### [Your objective]
Can you copy out, word for word, the rows below from the line containing "For the image shown here, identify where the distant" up to and including the line containing "[0,186,1080,417]"?

───── Available data ─────

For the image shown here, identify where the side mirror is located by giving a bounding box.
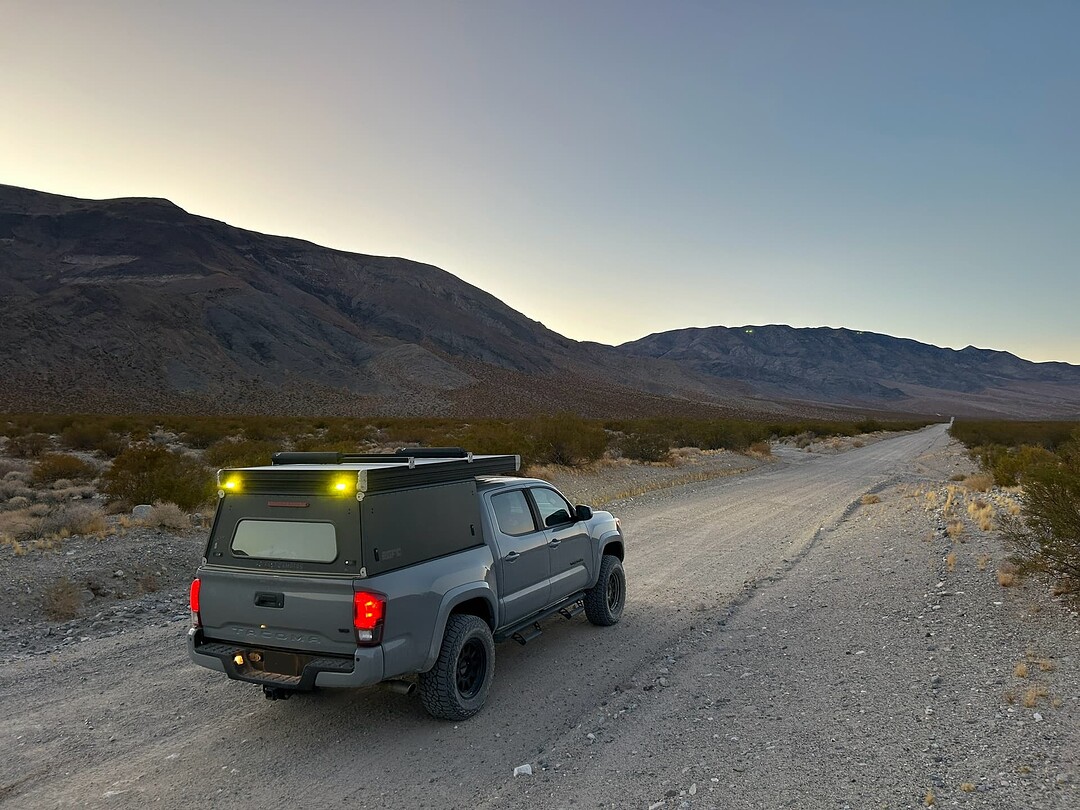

─────
───── Available data ─────

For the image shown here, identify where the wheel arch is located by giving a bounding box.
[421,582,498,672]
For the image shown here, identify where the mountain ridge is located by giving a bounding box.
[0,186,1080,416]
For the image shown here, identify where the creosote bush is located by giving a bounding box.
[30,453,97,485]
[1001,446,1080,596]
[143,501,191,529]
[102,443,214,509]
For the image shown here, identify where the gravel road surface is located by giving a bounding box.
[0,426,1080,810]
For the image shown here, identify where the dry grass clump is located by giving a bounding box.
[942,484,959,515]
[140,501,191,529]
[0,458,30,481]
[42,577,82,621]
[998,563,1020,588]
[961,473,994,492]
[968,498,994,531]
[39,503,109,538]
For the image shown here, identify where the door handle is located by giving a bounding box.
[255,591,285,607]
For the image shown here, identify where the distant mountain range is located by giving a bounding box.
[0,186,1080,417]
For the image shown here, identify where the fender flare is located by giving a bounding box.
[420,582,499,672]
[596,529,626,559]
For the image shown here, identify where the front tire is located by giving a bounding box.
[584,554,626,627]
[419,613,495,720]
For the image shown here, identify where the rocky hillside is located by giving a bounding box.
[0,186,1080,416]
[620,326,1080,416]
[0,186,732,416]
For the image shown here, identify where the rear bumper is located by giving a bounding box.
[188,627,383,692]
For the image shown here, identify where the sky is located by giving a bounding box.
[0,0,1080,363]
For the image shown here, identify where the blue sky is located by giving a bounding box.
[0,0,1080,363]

─────

### [In response]
For the image shown here, identify where the distant mountain range is located by giving a bounding box.
[0,186,1080,417]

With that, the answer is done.